** EXCERPT TO READ **
********

Tuesday, July 24, 2012

Moon Over Manifest

Vanderpool, Clare. 2010. Moon Over Manifest. New York: Delacourt Press. ISBN 978-0-385-73883-5

Abilene Tucker arrives in Manifest, Kansas after being put on a train by her father feeling lost and alone.  Through the stories of Miss Sadie and mementos of the past, Abilene pieces together the life of her father and his place in Manifest.  Through the stories Abilene finds not only who her father was, but a home for them both.
Clare Vanderpool's first book is a wonderful web of time and place.  Strong character development enables the reader to feel as if they know the people of Manifest.  Interwoven story lines that jump from the present depression era to the past of WWI flow seamlessly and help to create a full and enriching historical experience.  Historical facts in the story are accurate and bring the setting and time periods to life.  The Newbery Award winning novel flows with language which accurately reflects the time and place of the setting and flows together to create the sense of a conversation.
Kirkus Starred Review- "readers will cherish every word "
Publishers Weekly Starred Review- " Replete with historical details "
Booklist Starred Review- "believable dialogue, vocabulary and imagery appropriate to time and place"
School Library Journal-"This thoroughly enjoyable, unique page-turner is a definite winner"
2011 Newbery Award Winner
Top 10 Best Kids Books, Historical Fiction - Instructor Magazine
2011 Kansas Notable Book Selection
Kirkus 2010 Best Books for Children

2011 Best Children's Book of the Year – Midwest Bookseller's Association

Visit the authors website:  http://clarevanderpool.com/home.html
Have students create time lines of the two story lines.

read more books about the depression:
Turtle in Paradise by Jennifer Holm
All the Kit American Girl Stories
Children of the Great Depression by Russell Freedman
Bud, Not Buddy by Christopher Paul Curtis

Explore PBS.org and the American Experience
http://www.pbs.org/wgbh/amex/orphan/  (Orphan Trains)
http://www.pbs.org/wgbh/americanexperience/features/interview/rails-tales/ (Tales from the Rails- stories of teenage hobos)

********

** DATASET ENTRIES **
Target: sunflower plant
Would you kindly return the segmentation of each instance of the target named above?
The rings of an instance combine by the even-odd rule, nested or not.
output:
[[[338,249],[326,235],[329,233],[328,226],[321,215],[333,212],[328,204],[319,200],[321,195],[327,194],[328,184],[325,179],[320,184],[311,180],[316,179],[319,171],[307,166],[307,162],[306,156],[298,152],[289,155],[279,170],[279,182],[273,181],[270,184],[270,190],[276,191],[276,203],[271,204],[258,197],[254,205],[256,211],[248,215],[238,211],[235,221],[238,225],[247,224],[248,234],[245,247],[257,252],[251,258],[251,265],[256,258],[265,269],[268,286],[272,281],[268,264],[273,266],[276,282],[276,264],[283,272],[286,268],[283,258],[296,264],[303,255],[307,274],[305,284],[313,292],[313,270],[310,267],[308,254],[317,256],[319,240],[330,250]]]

********

** REQUIRED TASK 1 **
Translate this sentence from the Moon Over Manifest review into Spanish: "Strong character development enables the reader to feel as if they know the people of Manifest."
** REQUIRED TASK 2 **
Name every publication that the Moon Over Manifest review credits with a starred review of the novel.
** REQUIRED TASK 3 **
Pick up the Moon Over Manifest review after its last line and continue it.
The data has no role in what is asked here.

** REPLY 1 **
Un sólido desarrollo de los personajes permite al lector sentir que conoce a la gente de Manifest.

** REPLY 2 **
Kirkus, Publishers Weekly, Booklist

** REPLY 3 **
Sunday, July 22, 2012

The Midwife's Apprentice

Cushman, Karen. 1995. The Midwife's Apprentice. New York: Clarion. ISBN 0-395-69229-6

The Midwife's Apprentice is the story of Brat later renamed Beetle, an orphan who is selected to be the apprentice of the village midwife Jane.  Brat is unwanted and must endure years of ridicule and teasing.  Jane is a difficult task master and does not want Beetle to be overly successful.  However, thanks to an accident Beetle is allowed to travel to get supplies and is mistaken for a girl named Alyce.  Beetle takes on the name Alyce and gain in confidence after the successful delivery of a baby. 
The Midwife's Apprentice tackles subject matters which are seldom spoken of in children's literature.  The first is childbirth and the dangers that it represented in 14th century England.  The second is unwanted and neglected children.  Cushman integrates real herbal remedies and folklore into The Midwife's Apprentice and by doing so paints a picture of the sad reality of life for women in medieval England.  Alyce's character and intelligence is slowly developed throughout the novel.  Elements of feminism run throughout the novel but does not intrude into the setting in a way that detracts from the flow of the story.  
Historical elements of the text are accurate and lend to the feel of the novel.  Small items such as clothing and the comb which Alyce is given by a peddler provide a realistic feel to the book's location and time.  Ms. Cushman does a good job of providing specific details of the craft of midwifery.  This is especially true of the herbs and natural remedies which were widely used during the time in which the novel is set.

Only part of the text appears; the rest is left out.